● **ASSIGNMENT**
Using the data below, return every line that holds the word "trace".

● **Dataset entries**
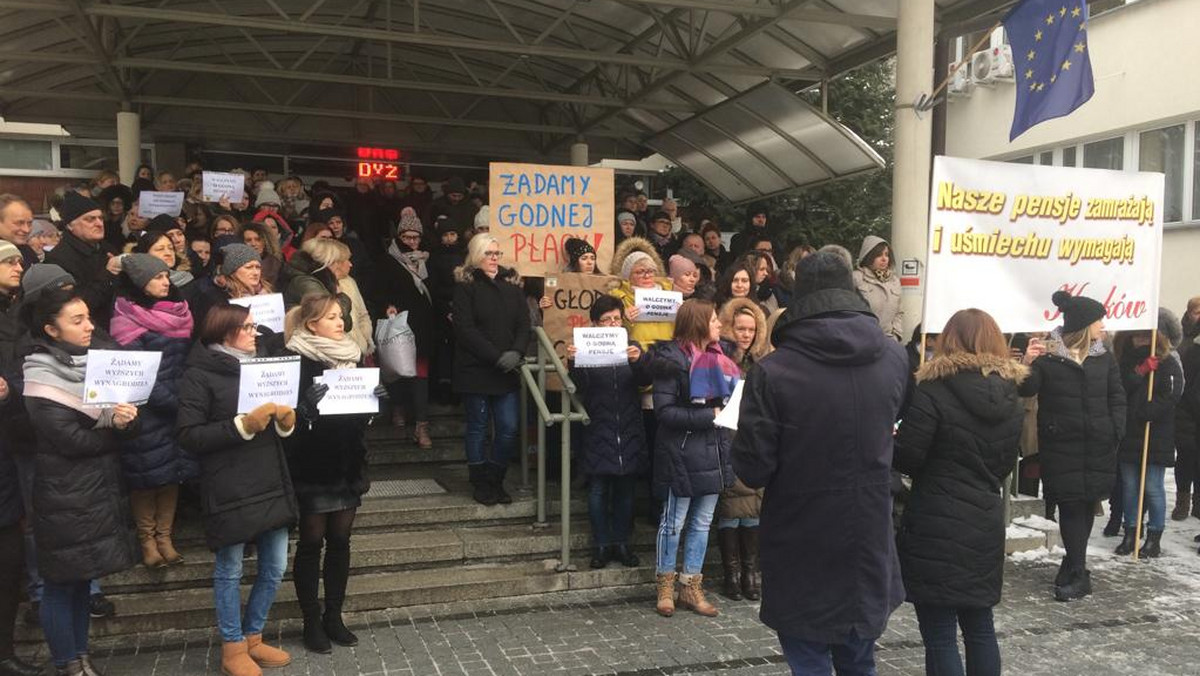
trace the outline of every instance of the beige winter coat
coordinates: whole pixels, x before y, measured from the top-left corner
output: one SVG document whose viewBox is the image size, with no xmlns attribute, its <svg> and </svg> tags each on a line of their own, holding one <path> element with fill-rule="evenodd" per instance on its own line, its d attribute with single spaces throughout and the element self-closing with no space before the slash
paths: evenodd
<svg viewBox="0 0 1200 676">
<path fill-rule="evenodd" d="M 882 237 L 871 235 L 863 239 L 862 248 L 858 252 L 859 268 L 854 271 L 854 286 L 871 306 L 871 312 L 879 318 L 879 328 L 897 341 L 904 342 L 904 310 L 900 308 L 900 277 L 894 272 L 888 281 L 880 281 L 875 273 L 866 265 L 863 259 L 871 250 L 880 244 L 887 244 Z M 888 249 L 891 245 L 888 244 Z M 892 261 L 895 261 L 895 251 L 891 251 Z"/>
<path fill-rule="evenodd" d="M 338 280 L 338 291 L 346 294 L 350 299 L 350 308 L 353 314 L 353 326 L 351 330 L 346 332 L 350 340 L 362 350 L 363 356 L 375 353 L 375 339 L 371 337 L 373 327 L 371 326 L 371 315 L 367 312 L 367 304 L 363 301 L 362 292 L 358 290 L 358 282 L 354 281 L 353 277 L 346 277 Z"/>
</svg>

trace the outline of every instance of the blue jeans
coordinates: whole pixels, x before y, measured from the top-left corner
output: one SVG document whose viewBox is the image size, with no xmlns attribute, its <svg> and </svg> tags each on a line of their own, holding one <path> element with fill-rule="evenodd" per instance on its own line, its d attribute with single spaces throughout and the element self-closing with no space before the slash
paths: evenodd
<svg viewBox="0 0 1200 676">
<path fill-rule="evenodd" d="M 597 547 L 629 544 L 629 531 L 633 527 L 632 476 L 590 477 L 588 489 L 588 517 L 592 521 L 592 538 Z M 612 499 L 612 516 L 609 517 L 609 498 Z"/>
<path fill-rule="evenodd" d="M 217 607 L 217 629 L 221 640 L 236 643 L 247 634 L 261 634 L 267 625 L 267 613 L 275 602 L 275 592 L 287 567 L 288 531 L 276 528 L 258 536 L 258 575 L 246 600 L 242 615 L 242 550 L 243 544 L 228 545 L 217 550 L 213 567 L 213 601 Z"/>
<path fill-rule="evenodd" d="M 467 464 L 481 465 L 488 461 L 487 435 L 488 418 L 495 428 L 492 438 L 491 462 L 508 467 L 509 460 L 517 449 L 517 417 L 520 412 L 521 392 L 504 394 L 464 394 L 463 406 L 467 410 Z"/>
<path fill-rule="evenodd" d="M 679 540 L 687 527 L 683 543 L 683 574 L 695 575 L 704 568 L 708 552 L 708 529 L 712 526 L 713 511 L 717 509 L 717 493 L 685 498 L 668 491 L 663 501 L 662 519 L 658 522 L 659 575 L 675 572 Z"/>
<path fill-rule="evenodd" d="M 850 635 L 846 643 L 817 643 L 779 634 L 792 676 L 876 676 L 875 641 Z"/>
<path fill-rule="evenodd" d="M 37 543 L 33 539 L 33 455 L 12 454 L 17 465 L 17 479 L 21 488 L 21 502 L 25 506 L 25 584 L 29 600 L 33 603 L 42 601 L 42 576 L 38 575 Z M 100 593 L 100 582 L 92 580 L 88 593 L 95 596 Z"/>
<path fill-rule="evenodd" d="M 54 666 L 65 667 L 67 662 L 88 651 L 90 601 L 87 580 L 43 583 L 42 632 Z"/>
<path fill-rule="evenodd" d="M 717 521 L 717 530 L 722 528 L 758 528 L 758 517 L 747 517 L 743 519 L 721 519 Z"/>
<path fill-rule="evenodd" d="M 1000 644 L 991 608 L 950 608 L 915 603 L 921 640 L 925 643 L 926 676 L 1000 676 Z M 967 650 L 963 671 L 958 654 L 958 630 L 962 628 Z"/>
<path fill-rule="evenodd" d="M 1125 527 L 1137 526 L 1138 482 L 1141 480 L 1141 463 L 1121 463 L 1121 499 L 1124 503 Z M 1167 527 L 1167 489 L 1164 480 L 1167 468 L 1162 465 L 1146 465 L 1146 511 L 1150 513 L 1150 530 L 1161 531 Z"/>
</svg>

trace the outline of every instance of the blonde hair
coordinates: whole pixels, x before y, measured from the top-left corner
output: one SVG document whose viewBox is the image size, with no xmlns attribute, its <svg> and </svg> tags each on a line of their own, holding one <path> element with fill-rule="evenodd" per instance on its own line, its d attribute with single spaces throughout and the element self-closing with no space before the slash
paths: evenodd
<svg viewBox="0 0 1200 676">
<path fill-rule="evenodd" d="M 1092 351 L 1092 327 L 1087 325 L 1078 331 L 1062 334 L 1063 347 L 1067 348 L 1067 352 L 1079 357 L 1079 361 Z"/>
<path fill-rule="evenodd" d="M 326 312 L 329 311 L 329 306 L 337 305 L 337 296 L 329 293 L 310 293 L 300 300 L 300 304 L 288 310 L 287 316 L 283 320 L 283 337 L 284 340 L 291 340 L 292 336 L 297 331 L 303 329 L 308 331 L 308 323 L 319 320 Z M 343 317 L 343 319 L 345 319 Z"/>
<path fill-rule="evenodd" d="M 480 263 L 483 263 L 484 252 L 487 251 L 489 244 L 500 246 L 500 240 L 486 232 L 481 232 L 471 238 L 471 241 L 467 243 L 467 260 L 463 263 L 464 271 L 475 270 Z"/>
<path fill-rule="evenodd" d="M 317 237 L 301 245 L 300 250 L 324 267 L 350 260 L 350 247 L 331 237 Z"/>
<path fill-rule="evenodd" d="M 754 340 L 751 341 L 748 352 L 751 359 L 758 361 L 771 352 L 771 334 L 767 329 L 767 317 L 763 314 L 762 308 L 754 300 L 750 298 L 731 298 L 725 301 L 725 304 L 721 306 L 720 313 L 718 313 L 718 319 L 721 320 L 722 338 L 736 342 L 733 324 L 739 315 L 745 315 L 754 320 Z M 741 348 L 738 348 L 737 352 L 737 358 L 734 361 L 741 361 L 745 355 L 742 353 Z"/>
</svg>

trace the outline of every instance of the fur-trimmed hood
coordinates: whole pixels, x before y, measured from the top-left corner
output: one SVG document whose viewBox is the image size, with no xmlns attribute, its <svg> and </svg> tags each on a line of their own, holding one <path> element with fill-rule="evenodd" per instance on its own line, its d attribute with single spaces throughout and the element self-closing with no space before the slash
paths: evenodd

● **ANSWER BELOW**
trace the outline of every instance of the beige winter coat
trace the outline of every instance of the blue jeans
trace the outline of every instance of the blonde hair
trace the outline of every instance of the fur-trimmed hood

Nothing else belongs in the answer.